··· Texto extraído

Num segundo momento, o quadro apresenta-nos “a cidade
inteira” reunida à porta da casa de Pedro. “Jesus” – diz Marcos – “curou muitas
pessoas que eram atormentadas por várias doenças e expulsou muitos demónios” (vd Mc 7,32-34). Os muitos enfermos e os possessos
do demónio representam, aqui, todos os privados de vida, os prisioneiros do
sofrimento, injustiça, egoísmo, pecado. E Marcos convida-nos a ver em Jesus
Aquele que tem poder para libertar o homem das suas misérias mais profundas e
para lhe oferecer uma vida nova, livre e feliz.

······

Exercícios →
1 - Reescreva em forma de lista o parágrafo do texto extraído que começa por "Num segundo momento", conservando os seus factos principais.
2 - Duplique do texto extraído o trecho que começa em "Num segundo momento, o" e prossegue até "livre e feliz.".
Os registos provêm de uma fonte diferente.

··· Informação extraída

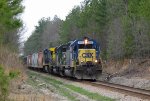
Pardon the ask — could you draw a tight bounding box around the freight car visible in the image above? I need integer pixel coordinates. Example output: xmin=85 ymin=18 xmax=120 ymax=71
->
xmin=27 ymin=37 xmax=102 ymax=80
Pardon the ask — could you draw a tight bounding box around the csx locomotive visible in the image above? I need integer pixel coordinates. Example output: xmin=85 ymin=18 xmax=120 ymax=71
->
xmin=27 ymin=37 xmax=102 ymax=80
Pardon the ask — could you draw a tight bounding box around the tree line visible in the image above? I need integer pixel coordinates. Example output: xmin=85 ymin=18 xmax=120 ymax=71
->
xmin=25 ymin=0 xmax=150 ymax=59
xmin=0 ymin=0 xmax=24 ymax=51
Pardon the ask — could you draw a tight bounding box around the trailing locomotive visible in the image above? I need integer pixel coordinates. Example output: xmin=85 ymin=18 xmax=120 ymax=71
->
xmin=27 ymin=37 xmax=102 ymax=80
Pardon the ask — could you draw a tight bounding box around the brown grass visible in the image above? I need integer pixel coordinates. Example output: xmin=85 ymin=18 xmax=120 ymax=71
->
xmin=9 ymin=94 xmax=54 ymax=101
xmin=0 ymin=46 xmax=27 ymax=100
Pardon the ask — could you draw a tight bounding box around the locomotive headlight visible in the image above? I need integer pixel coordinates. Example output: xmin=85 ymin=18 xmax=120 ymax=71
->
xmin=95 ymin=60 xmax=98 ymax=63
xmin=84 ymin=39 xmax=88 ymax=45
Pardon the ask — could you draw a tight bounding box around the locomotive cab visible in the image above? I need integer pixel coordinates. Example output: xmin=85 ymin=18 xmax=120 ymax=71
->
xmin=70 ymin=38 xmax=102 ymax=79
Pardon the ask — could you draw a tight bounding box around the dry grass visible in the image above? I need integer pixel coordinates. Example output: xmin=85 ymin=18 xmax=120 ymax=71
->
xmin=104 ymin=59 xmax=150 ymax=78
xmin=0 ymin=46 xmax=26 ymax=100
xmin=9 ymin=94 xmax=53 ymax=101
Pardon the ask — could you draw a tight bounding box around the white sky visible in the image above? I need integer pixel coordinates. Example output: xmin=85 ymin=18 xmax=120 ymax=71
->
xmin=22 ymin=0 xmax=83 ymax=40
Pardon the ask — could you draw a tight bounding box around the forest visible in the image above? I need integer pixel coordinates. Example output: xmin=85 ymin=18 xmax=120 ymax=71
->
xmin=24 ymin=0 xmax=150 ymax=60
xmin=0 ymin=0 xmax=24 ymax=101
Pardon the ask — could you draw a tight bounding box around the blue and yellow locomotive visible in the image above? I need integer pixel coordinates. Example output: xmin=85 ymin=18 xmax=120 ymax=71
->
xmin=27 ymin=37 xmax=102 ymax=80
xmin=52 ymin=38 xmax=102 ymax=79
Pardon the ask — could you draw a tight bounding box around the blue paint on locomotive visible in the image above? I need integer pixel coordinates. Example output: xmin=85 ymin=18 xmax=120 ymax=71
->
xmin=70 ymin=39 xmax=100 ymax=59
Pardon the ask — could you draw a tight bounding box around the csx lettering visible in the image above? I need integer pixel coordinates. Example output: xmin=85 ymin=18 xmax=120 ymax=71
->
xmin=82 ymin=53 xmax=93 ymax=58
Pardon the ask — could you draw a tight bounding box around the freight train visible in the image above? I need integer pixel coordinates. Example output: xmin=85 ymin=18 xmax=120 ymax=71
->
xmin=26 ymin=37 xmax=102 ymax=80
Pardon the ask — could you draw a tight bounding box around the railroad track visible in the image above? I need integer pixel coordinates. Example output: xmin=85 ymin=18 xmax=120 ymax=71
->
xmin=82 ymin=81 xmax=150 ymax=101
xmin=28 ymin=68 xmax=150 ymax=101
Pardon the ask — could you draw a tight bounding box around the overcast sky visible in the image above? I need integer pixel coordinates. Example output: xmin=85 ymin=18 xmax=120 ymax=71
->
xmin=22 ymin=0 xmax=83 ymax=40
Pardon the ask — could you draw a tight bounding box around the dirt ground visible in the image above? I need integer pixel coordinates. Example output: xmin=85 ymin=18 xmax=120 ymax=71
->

······
··· Informação extraída

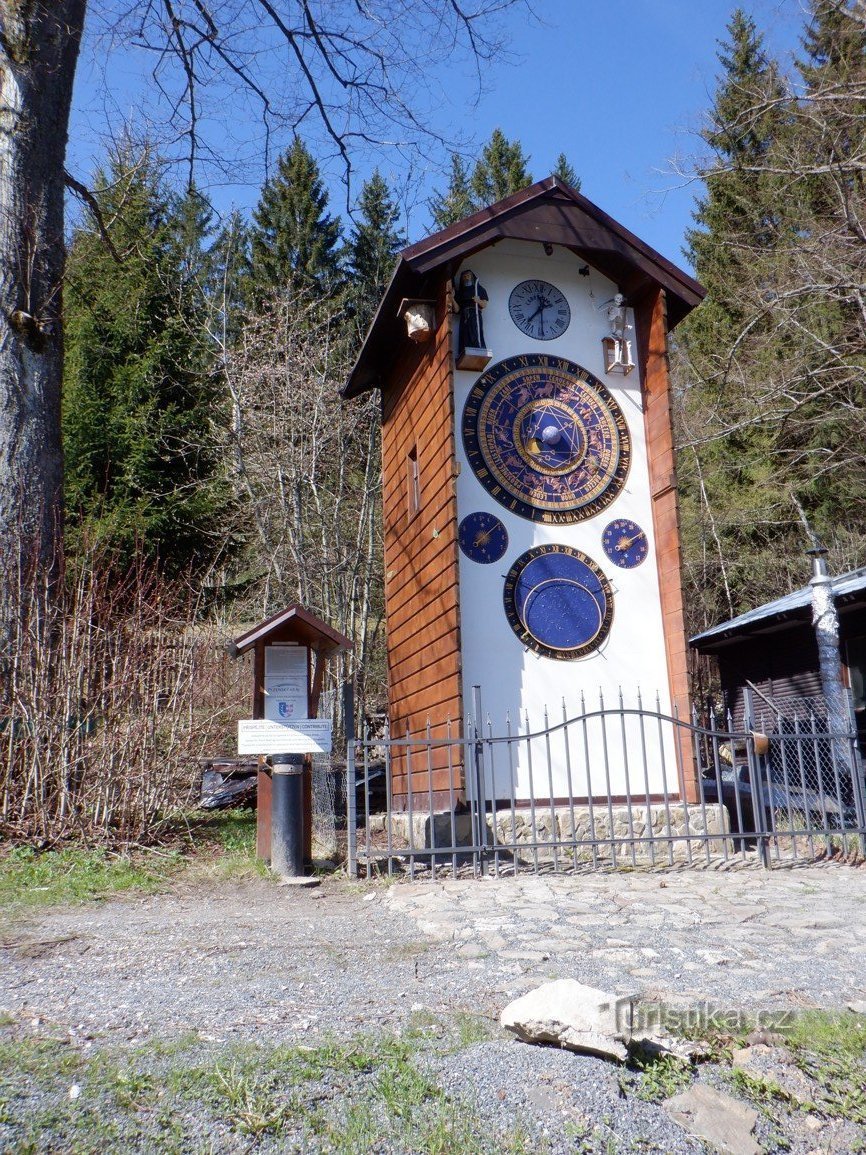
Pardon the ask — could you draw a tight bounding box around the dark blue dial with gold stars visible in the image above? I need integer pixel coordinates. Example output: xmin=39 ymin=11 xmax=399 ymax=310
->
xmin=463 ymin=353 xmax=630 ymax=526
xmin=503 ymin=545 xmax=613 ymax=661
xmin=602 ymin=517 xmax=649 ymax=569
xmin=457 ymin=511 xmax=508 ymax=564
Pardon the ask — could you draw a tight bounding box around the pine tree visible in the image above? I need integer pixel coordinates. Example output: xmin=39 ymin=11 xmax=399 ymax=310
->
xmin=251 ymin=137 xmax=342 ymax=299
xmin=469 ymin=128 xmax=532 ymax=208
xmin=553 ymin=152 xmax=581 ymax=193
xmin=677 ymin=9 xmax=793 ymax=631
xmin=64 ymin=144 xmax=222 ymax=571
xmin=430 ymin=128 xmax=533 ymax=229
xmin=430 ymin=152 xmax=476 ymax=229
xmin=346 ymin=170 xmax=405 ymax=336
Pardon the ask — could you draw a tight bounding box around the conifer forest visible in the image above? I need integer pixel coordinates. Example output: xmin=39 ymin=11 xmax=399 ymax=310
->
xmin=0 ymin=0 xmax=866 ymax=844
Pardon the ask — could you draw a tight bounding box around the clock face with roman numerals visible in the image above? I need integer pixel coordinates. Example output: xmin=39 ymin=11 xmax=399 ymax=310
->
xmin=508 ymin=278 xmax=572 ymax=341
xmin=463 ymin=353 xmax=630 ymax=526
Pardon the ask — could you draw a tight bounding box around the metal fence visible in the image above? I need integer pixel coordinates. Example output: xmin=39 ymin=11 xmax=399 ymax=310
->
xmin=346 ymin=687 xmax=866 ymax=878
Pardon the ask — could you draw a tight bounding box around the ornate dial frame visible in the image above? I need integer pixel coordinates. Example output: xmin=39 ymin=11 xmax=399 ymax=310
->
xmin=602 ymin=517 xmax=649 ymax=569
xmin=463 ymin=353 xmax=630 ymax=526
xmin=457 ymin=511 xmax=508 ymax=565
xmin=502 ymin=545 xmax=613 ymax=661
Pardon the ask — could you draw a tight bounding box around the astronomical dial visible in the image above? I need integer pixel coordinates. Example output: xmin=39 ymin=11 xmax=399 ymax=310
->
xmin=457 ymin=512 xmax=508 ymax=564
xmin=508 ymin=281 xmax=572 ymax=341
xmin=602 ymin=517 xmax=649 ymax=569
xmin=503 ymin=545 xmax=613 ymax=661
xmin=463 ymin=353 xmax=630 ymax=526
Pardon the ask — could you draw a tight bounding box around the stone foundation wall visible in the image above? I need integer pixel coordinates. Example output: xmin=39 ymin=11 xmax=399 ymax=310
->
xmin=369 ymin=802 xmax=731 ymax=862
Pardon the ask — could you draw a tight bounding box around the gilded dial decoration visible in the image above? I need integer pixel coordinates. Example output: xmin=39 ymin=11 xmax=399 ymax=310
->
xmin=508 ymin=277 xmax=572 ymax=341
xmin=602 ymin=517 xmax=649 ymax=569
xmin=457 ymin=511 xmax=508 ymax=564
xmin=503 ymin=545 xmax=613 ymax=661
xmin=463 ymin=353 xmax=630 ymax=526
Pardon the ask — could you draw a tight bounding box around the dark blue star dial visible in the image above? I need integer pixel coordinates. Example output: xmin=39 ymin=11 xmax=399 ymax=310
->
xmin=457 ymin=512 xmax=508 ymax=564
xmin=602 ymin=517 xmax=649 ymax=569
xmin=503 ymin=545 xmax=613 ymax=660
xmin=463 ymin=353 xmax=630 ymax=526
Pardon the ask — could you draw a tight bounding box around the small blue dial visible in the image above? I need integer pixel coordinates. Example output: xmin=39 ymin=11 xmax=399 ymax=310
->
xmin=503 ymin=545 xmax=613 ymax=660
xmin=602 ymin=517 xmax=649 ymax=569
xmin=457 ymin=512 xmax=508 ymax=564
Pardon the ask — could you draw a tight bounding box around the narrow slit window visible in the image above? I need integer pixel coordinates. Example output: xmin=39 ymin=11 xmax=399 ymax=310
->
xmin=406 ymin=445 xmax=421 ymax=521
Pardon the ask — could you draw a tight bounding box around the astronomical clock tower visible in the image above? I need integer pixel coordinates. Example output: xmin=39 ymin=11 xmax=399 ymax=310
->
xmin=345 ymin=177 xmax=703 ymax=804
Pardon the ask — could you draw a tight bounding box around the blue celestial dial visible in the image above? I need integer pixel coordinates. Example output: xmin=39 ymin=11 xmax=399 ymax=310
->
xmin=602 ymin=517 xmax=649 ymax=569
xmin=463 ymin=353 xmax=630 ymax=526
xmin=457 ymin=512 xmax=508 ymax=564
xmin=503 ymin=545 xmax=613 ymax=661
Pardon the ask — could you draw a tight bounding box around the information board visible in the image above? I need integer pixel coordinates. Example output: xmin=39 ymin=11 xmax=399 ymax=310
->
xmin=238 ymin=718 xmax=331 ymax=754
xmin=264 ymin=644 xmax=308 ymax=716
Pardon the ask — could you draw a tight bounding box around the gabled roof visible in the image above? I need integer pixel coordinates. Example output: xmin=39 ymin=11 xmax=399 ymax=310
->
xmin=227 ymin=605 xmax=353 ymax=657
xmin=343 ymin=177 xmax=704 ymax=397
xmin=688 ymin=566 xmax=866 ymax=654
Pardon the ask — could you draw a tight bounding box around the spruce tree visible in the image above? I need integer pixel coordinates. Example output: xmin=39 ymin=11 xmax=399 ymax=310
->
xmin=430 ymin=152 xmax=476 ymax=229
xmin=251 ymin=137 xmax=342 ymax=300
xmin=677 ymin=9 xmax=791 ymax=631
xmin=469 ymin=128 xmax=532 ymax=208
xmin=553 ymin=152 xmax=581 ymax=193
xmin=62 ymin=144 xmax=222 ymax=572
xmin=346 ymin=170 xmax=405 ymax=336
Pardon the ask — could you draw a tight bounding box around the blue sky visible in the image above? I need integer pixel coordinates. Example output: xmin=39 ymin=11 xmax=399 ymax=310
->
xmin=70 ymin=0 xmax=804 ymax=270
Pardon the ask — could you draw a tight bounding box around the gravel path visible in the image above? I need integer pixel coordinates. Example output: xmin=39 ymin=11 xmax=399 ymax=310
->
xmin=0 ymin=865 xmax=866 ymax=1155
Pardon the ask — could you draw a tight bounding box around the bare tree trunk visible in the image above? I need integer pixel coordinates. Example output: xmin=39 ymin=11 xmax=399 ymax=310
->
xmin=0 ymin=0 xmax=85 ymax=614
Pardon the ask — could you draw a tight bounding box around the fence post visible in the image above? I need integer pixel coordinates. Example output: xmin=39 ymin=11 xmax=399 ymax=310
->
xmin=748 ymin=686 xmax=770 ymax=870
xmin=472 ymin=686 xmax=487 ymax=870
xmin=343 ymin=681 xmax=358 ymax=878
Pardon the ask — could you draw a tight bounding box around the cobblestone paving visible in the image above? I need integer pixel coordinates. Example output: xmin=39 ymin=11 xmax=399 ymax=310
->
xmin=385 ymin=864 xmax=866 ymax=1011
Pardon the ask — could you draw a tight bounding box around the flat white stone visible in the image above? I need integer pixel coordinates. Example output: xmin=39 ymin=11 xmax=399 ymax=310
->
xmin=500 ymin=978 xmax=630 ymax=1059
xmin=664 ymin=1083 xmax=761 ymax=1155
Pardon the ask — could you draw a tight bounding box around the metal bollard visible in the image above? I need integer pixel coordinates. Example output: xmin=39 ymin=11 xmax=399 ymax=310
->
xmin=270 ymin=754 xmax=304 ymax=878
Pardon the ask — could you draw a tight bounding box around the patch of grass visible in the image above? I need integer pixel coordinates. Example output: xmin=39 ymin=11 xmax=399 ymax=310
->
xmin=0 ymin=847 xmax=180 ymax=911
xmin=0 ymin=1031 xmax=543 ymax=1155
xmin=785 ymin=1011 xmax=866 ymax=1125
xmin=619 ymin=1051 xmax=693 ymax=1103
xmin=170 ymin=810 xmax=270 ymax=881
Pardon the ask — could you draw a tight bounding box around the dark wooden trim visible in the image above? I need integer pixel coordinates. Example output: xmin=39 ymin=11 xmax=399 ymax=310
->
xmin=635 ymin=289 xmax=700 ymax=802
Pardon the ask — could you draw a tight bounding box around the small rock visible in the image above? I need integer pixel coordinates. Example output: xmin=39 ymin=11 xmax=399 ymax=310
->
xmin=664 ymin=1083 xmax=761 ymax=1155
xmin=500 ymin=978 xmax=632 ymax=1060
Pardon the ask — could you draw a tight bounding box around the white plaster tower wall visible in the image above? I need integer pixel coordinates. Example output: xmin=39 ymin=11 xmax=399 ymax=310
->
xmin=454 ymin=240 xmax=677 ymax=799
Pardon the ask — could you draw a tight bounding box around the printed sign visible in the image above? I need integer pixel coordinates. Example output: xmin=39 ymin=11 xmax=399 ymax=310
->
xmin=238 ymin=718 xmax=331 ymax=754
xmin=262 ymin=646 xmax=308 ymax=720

······

Respostas →
1 -
- A cidade inteira reúne-se à porta da casa de Pedro.
- Segundo Marcos, Jesus curou muitas pessoas atormentadas por várias doenças e expulsou muitos demónios.
- Os enfermos e os possessos representam todos os privados de vida, prisioneiros do sofrimento, da injustiça, do egoísmo e do pecado.
- Marcos convida a ver em Jesus Aquele que tem poder para libertar o homem das suas misérias mais profundas e para lhe oferecer uma vida nova, livre e feliz.

2 -
Num segundo momento, o quadro apresenta-nos “a cidade
inteira” reunida à porta da casa de Pedro. “Jesus” – diz Marcos – “curou muitas
pessoas que eram atormentadas por várias doenças e expulsou muitos demónios” (vd Mc 7,32-34). Os muitos enfermos e os possessos
do demónio representam, aqui, todos os privados de vida, os prisioneiros do
sofrimento, injustiça, egoísmo, pecado. E Marcos convida-nos a ver em Jesus
Aquele que tem poder para libertar o homem das suas misérias mais profundas e
para lhe oferecer uma vida nova, livre e feliz.